- **Given problem**: Reproduce each of the rows below word for word, with no changes.

--- begin Provided data ---

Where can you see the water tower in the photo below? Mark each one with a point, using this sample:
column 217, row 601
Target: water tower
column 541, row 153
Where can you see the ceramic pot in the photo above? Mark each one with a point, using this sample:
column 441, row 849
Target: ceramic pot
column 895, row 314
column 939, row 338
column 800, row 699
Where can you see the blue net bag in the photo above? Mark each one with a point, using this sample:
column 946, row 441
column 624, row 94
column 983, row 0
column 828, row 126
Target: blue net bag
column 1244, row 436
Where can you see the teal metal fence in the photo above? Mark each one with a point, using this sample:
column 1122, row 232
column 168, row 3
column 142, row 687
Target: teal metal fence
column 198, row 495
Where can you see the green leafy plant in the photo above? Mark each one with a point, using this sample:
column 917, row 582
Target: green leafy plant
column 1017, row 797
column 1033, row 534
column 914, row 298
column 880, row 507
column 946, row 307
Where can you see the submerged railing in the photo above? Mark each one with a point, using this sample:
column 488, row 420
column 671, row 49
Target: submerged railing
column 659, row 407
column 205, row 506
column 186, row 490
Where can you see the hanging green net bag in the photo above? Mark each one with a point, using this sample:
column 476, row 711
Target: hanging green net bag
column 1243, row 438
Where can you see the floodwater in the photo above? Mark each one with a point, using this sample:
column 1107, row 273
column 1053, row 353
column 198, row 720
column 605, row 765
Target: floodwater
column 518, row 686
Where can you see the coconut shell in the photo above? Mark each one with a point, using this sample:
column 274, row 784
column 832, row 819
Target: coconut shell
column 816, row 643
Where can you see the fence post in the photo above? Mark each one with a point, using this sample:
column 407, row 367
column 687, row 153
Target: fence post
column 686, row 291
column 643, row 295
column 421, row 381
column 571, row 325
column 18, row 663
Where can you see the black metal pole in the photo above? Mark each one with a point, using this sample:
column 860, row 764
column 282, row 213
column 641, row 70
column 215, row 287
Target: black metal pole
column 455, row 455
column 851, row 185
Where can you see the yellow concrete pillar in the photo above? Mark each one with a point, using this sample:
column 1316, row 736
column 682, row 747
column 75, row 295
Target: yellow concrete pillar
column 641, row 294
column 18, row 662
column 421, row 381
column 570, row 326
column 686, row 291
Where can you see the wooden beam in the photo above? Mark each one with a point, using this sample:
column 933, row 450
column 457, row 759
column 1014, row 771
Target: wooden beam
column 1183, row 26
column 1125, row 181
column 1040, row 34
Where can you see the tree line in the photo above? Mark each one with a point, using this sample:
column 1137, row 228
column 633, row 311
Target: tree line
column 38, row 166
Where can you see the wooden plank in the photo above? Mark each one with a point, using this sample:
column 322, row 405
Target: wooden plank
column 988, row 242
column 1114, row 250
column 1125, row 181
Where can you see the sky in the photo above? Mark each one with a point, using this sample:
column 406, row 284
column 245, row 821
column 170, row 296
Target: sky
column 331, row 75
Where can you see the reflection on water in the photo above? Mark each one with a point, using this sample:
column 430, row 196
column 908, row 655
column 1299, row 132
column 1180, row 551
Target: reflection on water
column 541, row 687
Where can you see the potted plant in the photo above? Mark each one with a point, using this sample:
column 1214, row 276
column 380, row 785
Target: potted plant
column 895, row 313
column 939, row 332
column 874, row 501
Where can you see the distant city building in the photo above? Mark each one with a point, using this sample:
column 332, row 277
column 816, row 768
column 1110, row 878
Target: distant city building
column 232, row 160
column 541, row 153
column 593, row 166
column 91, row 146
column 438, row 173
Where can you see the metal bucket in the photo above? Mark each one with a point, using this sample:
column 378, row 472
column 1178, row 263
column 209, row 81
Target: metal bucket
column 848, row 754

--- end Provided data ---

- **Output of the task**:
Where can you see the water tower in the photo below? Mark each one with a point, using this sample:
column 217, row 601
Target: water tower
column 541, row 153
Where can you see the ceramic pot in the photo above? Mark each one with a point, using this sample:
column 441, row 849
Target: ceramic pot
column 895, row 314
column 939, row 338
column 800, row 699
Where can you see the blue net bag in the photo above? Mark each one with a point, using this sample:
column 946, row 441
column 624, row 94
column 983, row 0
column 828, row 126
Target: blue net bag
column 1244, row 436
Where can you see the teal metal fence in the photo above? Mark each one with a point, using this sample:
column 1122, row 232
column 168, row 3
column 142, row 687
Target: teal metal fence
column 198, row 495
Where can you see the green leafy plant in the photo above? Mark each one with a point, using this sample:
column 917, row 582
Target: green leafy plant
column 1017, row 797
column 1033, row 534
column 914, row 298
column 880, row 507
column 946, row 307
Where can you see the submerged railing in the photo above? Mark each one with a point, using this sample:
column 488, row 420
column 671, row 49
Target: submerged railing
column 659, row 407
column 205, row 506
column 186, row 490
Where can you see the hanging green net bag in the photo above? Mark each one with a point, using this sample:
column 476, row 711
Target: hanging green net bag
column 1243, row 438
Where can you see the floodwater in the photo above? Mark each one with a point, using this sample:
column 1107, row 273
column 1053, row 353
column 198, row 720
column 605, row 765
Target: floodwater
column 518, row 686
Where can you see the coconut shell in the photo above? Mark each one with a point, using this sample:
column 274, row 784
column 832, row 819
Target: coconut shell
column 816, row 643
Where can you see the fence post in the photo above? Mark each one with a point, using this sample:
column 407, row 367
column 687, row 153
Target: fence post
column 686, row 291
column 643, row 295
column 421, row 381
column 571, row 325
column 18, row 663
Where can you see the black metal pole in the photo above? Mark each one with a point, using this sample:
column 860, row 764
column 282, row 213
column 641, row 70
column 215, row 287
Target: black metal pole
column 455, row 455
column 851, row 185
Where can you see the yellow concrete pillar in the photo above? Mark each one with a point, using this sample:
column 1316, row 736
column 682, row 747
column 75, row 295
Target: yellow concrete pillar
column 641, row 294
column 18, row 662
column 421, row 381
column 570, row 326
column 686, row 291
Where can you see the wooden beam in the photo above? Mark each one with a point, using this sample:
column 933, row 450
column 457, row 759
column 1014, row 771
Target: wooden beam
column 1183, row 26
column 1125, row 181
column 1040, row 34
Where can you see the tree line in the photo above? Mark each one with a point, using this sample:
column 1137, row 228
column 633, row 311
Target: tree line
column 38, row 166
Where can you see the wooden plank in the photo above? Mark each one with a point, using this sample:
column 322, row 405
Target: wooden plank
column 988, row 242
column 1114, row 250
column 1125, row 181
Where can you see the sky in the photo above? Mark each one with a point, using this sample:
column 406, row 284
column 245, row 821
column 170, row 296
Target: sky
column 331, row 75
Where can you see the reflection on water in the photo above? Mark each one with a point, using this sample:
column 430, row 196
column 908, row 655
column 1299, row 132
column 1180, row 551
Target: reflection on water
column 541, row 687
Where can you see the potted plant in the photo above? Mark each one with a point, using this sample:
column 1214, row 276
column 380, row 785
Target: potted plant
column 895, row 313
column 939, row 332
column 874, row 501
Where can you see the distant city building in the photo above? Mark each one with a point, using this sample:
column 332, row 277
column 816, row 768
column 1110, row 878
Target: distant city building
column 232, row 160
column 541, row 153
column 593, row 166
column 91, row 146
column 438, row 173
Where can you see the metal bucket in the photo above? Mark each one with a point, using this sample:
column 378, row 472
column 1178, row 263
column 209, row 81
Target: metal bucket
column 848, row 754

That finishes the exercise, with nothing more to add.